## [GOAL]
Copy out all the records, substituting "points" for each "vertices" and changing nothing else.
__________________________________________________
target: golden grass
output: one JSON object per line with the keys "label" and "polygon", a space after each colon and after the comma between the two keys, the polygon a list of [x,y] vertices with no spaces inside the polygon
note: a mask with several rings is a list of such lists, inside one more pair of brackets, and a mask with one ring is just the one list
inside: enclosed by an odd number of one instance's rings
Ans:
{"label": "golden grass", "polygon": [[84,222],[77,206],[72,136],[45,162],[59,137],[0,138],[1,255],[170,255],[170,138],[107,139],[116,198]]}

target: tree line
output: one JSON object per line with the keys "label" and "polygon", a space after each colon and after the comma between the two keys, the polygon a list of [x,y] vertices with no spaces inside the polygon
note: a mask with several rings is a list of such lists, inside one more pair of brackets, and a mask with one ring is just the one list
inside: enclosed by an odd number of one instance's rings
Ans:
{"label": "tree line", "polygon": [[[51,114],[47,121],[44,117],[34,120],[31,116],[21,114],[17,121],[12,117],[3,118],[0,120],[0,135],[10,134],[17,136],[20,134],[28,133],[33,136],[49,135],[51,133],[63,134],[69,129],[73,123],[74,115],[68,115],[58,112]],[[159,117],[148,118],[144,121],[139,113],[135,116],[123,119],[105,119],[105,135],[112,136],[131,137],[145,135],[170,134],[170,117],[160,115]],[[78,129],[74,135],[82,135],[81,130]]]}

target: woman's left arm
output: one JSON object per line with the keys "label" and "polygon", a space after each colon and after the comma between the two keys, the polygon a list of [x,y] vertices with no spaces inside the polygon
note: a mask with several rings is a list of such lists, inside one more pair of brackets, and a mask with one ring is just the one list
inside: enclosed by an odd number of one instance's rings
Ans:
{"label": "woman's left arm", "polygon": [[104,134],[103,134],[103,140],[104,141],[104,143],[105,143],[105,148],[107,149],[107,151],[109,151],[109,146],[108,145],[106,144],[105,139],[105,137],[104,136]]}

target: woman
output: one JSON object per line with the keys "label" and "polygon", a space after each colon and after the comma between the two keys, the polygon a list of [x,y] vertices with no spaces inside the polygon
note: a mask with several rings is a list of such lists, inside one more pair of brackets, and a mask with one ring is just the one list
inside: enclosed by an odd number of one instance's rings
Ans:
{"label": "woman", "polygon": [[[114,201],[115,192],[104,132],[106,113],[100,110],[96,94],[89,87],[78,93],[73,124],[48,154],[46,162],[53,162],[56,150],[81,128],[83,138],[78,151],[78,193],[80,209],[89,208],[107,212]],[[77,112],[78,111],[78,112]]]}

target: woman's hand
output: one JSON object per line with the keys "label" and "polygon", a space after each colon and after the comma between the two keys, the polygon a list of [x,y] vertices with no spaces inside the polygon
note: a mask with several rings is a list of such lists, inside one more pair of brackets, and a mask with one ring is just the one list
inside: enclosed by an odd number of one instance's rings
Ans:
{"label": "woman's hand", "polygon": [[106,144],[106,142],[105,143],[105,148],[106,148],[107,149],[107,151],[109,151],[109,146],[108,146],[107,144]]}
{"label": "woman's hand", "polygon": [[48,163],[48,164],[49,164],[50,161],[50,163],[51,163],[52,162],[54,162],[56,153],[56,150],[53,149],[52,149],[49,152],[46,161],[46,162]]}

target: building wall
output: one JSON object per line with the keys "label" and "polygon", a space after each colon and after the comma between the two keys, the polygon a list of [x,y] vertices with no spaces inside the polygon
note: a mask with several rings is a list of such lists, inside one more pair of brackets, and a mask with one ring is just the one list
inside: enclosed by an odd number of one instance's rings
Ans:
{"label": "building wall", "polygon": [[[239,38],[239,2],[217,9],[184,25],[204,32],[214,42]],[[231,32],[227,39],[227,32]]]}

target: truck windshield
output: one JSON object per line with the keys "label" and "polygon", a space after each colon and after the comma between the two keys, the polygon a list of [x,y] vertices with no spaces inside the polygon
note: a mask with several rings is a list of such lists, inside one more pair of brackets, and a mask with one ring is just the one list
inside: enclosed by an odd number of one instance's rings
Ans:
__________________________________________________
## [SOLUTION BELOW]
target: golden grass
output: one JSON object per line with the keys "label" and "polygon", a space after each colon and after the comma between the two keys, the polygon a list of [x,y] points with no spaces inside the polygon
note: a mask with several rings is a list of such lists, inside one more pair of brackets, and a mask with one ring is just the one list
inside: enclosed by an odd number of one instance's rings
Ans:
{"label": "golden grass", "polygon": [[84,222],[77,206],[72,136],[45,162],[59,137],[0,138],[1,255],[170,255],[170,138],[107,139],[116,198]]}

target: tree line
output: one JSON object per line with the keys "label" and "polygon", a space after each colon and after the comma between the two keys, the polygon a list of [x,y] points with no spaces inside the polygon
note: a mask with several rings is a list of such lists, inside one more pair of brackets, and a mask with one ring is just the one list
inside: enclosed by an odd number of one instance's rings
Ans:
{"label": "tree line", "polygon": [[[51,114],[47,121],[44,117],[34,120],[31,116],[21,114],[17,121],[12,117],[3,118],[0,120],[0,135],[10,134],[17,136],[20,134],[28,133],[33,136],[49,135],[51,133],[63,134],[69,129],[73,123],[74,115],[68,115],[58,112]],[[159,117],[148,118],[144,121],[139,113],[135,116],[123,119],[105,119],[105,135],[112,136],[131,137],[145,135],[170,134],[170,117],[160,115]],[[78,129],[74,135],[82,135],[81,130]]]}

target: woman's left arm
output: one JSON object per line with the keys "label" and "polygon", a space after each colon and after the comma between the two keys, the polygon a list of [x,y] points with no spaces inside the polygon
note: a mask with several rings is a list of such lists, inside one more pair of brackets, and a mask with one ring is just the one list
inside: enclosed by an odd number of one instance's rings
Ans:
{"label": "woman's left arm", "polygon": [[104,134],[103,134],[103,140],[104,141],[104,143],[105,143],[105,148],[107,149],[107,151],[109,151],[109,146],[108,145],[106,144],[105,139],[105,137],[104,136]]}

target: woman
output: one JSON object per line with the keys "label" and "polygon", a space after each colon and after the comma between the two keys, the polygon a list of [x,y] points with no spaces inside the polygon
note: a mask with several rings is a list of such lists, inside one more pair of brackets, and a mask with one ring is just the one list
inside: enclosed by an odd number of one instance's rings
Ans:
{"label": "woman", "polygon": [[[114,201],[115,192],[104,132],[106,113],[100,110],[96,94],[89,87],[78,93],[73,124],[48,154],[46,162],[53,162],[56,150],[81,128],[83,138],[78,151],[78,193],[80,209],[89,208],[107,212]],[[77,112],[78,111],[78,112]]]}

target: woman's hand
output: one JSON object per line with the keys "label" and "polygon", a space after each colon and after the comma between the two keys, the polygon a list of [x,y] points with no spaces inside the polygon
note: a mask with several rings is a list of such lists, inside one more pair of brackets, and a mask with one ring is just the one list
inside: enclosed by an odd number of one instance's rings
Ans:
{"label": "woman's hand", "polygon": [[106,144],[106,142],[105,143],[105,148],[106,148],[107,149],[107,151],[109,151],[109,146],[108,146],[107,144]]}
{"label": "woman's hand", "polygon": [[48,163],[48,164],[49,164],[50,161],[50,163],[51,163],[52,162],[54,162],[56,153],[56,150],[53,149],[52,149],[49,152],[46,161],[46,162]]}

target: building wall
output: one JSON object per line with the keys "label" and "polygon", a space after each colon and after the comma between the two keys, the polygon a list of [x,y] points with no spaces inside the polygon
note: a mask with several rings is a list of such lists, inside one more pair of brackets, and a mask with one ring is just the one list
inside: enclosed by an odd number of one instance's rings
Ans:
{"label": "building wall", "polygon": [[[239,38],[239,2],[217,9],[184,25],[204,32],[214,42]],[[231,32],[227,39],[227,32]]]}

target: truck windshield
output: one JSON object per line with the keys "label" and "polygon", a space after each colon and after the comma between the two keys, the polygon a list of [x,y] points with no spaces inside the polygon
note: a mask with several rings is a list of such lists, inside one more pair of brackets, and a mask with one ring is just the one list
inside: enclosed by an odd number of one instance's rings
Ans:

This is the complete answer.